-- 阅读文章 --
·····

所有文章

Spark – 源码分析(四)

Task 的执行

上篇讲到TaskRunner类,这个类是定义在Executor类中,实现了Java的Runnable接口,Spark运行过程中的一个Task就是一个TaskRunner实例,下面是它的 run() 方法

  override def run(): Unit = {
    threadId = Thread.currentThread.getId
    Thread.currentThread.setName(threadName)
    val threadMXBean = ManagementFactory.getThreadMXBean
    val taskMemoryManager = new TaskMemoryManager(env.memoryManager, taskId)
    val deserializeStartTime = System.currentTimeMillis()
    val deserializeStartCpuTime = if (threadMXBean.isCurrentThreadCpuTimeSupported) {
      threadMXBean.getCurrentThreadCpuTime
    } else 0L
    Thread.currentThread.setContextClassLoader(replClassLoader)
    val ser = env.closureSerializer.newInstance()
    logInfo(s"Running $taskName (TID $taskId)")
    execBackend.statusUpdate(taskId, TaskState.RUNNING, EMPTY_BYTE_BUFFER)
    var taskStart: Long = 0
    var taskStartCpu: Long = 0
    startGCTime = computeTotalGcTime()
 
    try {
      // Must be set before updateDependencies() is called, in case fetching dependencies
      // requires access to properties contained within (e.g. for access control).
      Executor.taskDeserializationProps.set(taskDescription.properties)
 
      updateDependencies(taskDescription.addedFiles, taskDescription.addedJars)
      task = ser.deserialize[Task[Any]](
        taskDescription.serializedTask, Thread.currentThread.getContextClassLoader)
      task.localProperties = taskDescription.properties
      task.setTaskMemoryManager(taskMemoryManager)
...
      // Run the actual task and measure its runtime.
      taskStart = System.currentTimeMillis()
      taskStartCpu = if (threadMXBean.isCurrentThreadCpuTimeSupported) {
        threadMXBean.getCurrentThreadCpuTime
      } else 0L
      var threwException = true
      val value = try {
        val res = task.run(
          taskAttemptId = taskId,
          attemptNumber = taskDescription.attemptNumber,
          metricsSystem = env.metricsSystem)
        threwException = false
        res
      } finally {
        val releasedLocks = env.blockManager.releaseAllLocksForTask(taskId)
        val freedMemory = taskMemoryManager.cleanUpAllAllocatedMemory()
 
        if (freedMemory > 0 && !threwException) {
          val errMsg = s"Managed memory leak detected; size = $freedMemory bytes, TID = $taskId"
          if (conf.getBoolean("spark.unsafe.exceptionOnMemoryLeak", false)) {
            throw new SparkException(errMsg)
          } else {
            logWarning(errMsg)

·····

-- 所给记录 --
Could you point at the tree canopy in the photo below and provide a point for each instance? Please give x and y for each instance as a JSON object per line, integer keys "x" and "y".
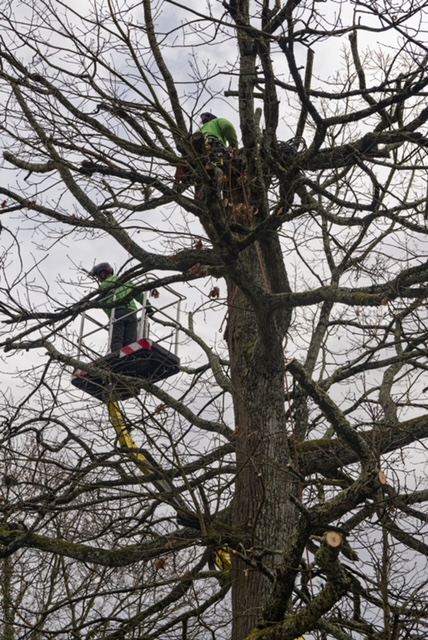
{"x": 275, "y": 487}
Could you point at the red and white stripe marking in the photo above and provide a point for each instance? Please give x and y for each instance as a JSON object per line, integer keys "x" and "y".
{"x": 144, "y": 343}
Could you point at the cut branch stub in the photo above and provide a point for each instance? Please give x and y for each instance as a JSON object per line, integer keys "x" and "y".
{"x": 333, "y": 539}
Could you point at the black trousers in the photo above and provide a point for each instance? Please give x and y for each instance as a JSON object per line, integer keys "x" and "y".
{"x": 124, "y": 328}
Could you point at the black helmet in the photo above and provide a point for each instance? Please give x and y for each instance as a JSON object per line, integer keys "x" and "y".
{"x": 206, "y": 117}
{"x": 99, "y": 268}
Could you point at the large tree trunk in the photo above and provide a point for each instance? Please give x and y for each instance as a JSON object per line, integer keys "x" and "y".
{"x": 262, "y": 510}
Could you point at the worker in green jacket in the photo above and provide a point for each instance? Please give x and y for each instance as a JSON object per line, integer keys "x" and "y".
{"x": 125, "y": 313}
{"x": 219, "y": 129}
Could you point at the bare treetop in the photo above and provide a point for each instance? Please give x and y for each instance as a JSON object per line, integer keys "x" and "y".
{"x": 266, "y": 478}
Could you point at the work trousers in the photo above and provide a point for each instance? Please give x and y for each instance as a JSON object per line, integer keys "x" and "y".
{"x": 124, "y": 328}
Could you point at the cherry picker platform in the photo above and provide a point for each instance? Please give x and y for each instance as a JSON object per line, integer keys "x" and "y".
{"x": 143, "y": 359}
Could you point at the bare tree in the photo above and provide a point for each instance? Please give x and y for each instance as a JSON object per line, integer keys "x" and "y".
{"x": 288, "y": 448}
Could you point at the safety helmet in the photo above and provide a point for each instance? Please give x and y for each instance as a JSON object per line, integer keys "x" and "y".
{"x": 99, "y": 268}
{"x": 206, "y": 117}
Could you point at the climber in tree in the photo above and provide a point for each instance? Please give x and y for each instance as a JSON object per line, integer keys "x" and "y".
{"x": 218, "y": 130}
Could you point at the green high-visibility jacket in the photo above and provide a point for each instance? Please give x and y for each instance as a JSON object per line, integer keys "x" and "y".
{"x": 222, "y": 130}
{"x": 116, "y": 294}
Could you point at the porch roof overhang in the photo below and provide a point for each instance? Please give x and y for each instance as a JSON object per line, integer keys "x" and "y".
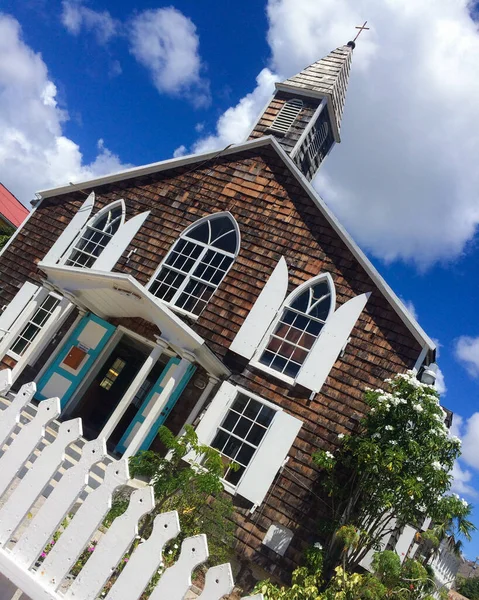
{"x": 117, "y": 295}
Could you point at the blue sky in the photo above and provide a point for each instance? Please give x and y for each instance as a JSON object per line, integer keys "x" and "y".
{"x": 87, "y": 88}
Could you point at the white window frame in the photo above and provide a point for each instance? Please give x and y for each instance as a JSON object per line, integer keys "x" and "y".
{"x": 255, "y": 361}
{"x": 228, "y": 486}
{"x": 171, "y": 303}
{"x": 283, "y": 122}
{"x": 90, "y": 223}
{"x": 33, "y": 344}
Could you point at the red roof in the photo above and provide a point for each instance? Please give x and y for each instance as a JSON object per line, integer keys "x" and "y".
{"x": 10, "y": 208}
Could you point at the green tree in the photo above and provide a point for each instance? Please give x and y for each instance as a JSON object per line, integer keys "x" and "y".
{"x": 192, "y": 488}
{"x": 468, "y": 587}
{"x": 395, "y": 470}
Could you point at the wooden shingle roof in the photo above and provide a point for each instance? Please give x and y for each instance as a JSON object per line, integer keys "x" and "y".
{"x": 328, "y": 77}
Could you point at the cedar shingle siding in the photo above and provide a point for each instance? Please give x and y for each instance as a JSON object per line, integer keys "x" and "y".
{"x": 276, "y": 218}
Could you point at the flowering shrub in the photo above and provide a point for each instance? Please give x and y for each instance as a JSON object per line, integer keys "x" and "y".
{"x": 396, "y": 470}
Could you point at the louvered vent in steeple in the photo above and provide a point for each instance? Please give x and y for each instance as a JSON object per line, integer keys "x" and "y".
{"x": 287, "y": 115}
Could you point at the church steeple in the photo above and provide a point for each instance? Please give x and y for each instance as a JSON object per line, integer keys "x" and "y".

·····

-- 练习任务 --
- 1) 请把记录里从含有“Could you point at the louvered”的那一行开始、一直到记录最后一行为止的内容原样抄写出来。
- 2) 讲 Spark TaskRunner 源码的那篇文章在中途停住了，请从它停下的地方接着往下写。

-- 各题答案 --
- 1)
Could you point at the louvered vent in steeple in the photo above and provide a point for each instance? Please give x and y for each instance as a JSON object per line, integer keys "x" and "y".
{"x": 287, "y": 115}
Could you point at the church steeple in the photo above and provide a point for each instance? Please give x and y for each instance as a JSON object per line, integer keys "x" and "y".

- 2)
          }
        }
...
      val resultSer = env.serializer.newInstance()
      val beforeSerialization = System.currentTimeMillis()
      val valueBytes = resultSer.serialize(value)
      val afterSerialization = System.currentTimeMillis()
...
      execBackend.statusUpdate(taskId, TaskState.FINISHED, serializedResult)
...

看起来有点长,只贴出部分,在这里分步总结一下:

  1. 将传进来的taskDescription对象反序列化为Task实例,这个实例是Task的子类,就是之前生成Task时的两种类型,ResultTask和SuffleMapTask,我们就用ResultTask为例
  2. 调用Task的 run() 方法,run() 又调用 runTask(),如下是ResultTask类中的 runTask() 方法
override def runTask(context: TaskContext): U = {
  // Deserialize the RDD and the func using the broadcast variables.
  val threadMXBean = ManagementFactory.getThreadMXBean
  val deserializeStartTime = System.currentTimeMillis()
  val deserializeStartCpuTime = if (threadMXBean.isCurrentThreadCpuTimeSupported) {
    threadMXBean.getCurrentThreadCpuTime
  } else 0L
  val ser = SparkEnv.get.closureSerializer.newInstance()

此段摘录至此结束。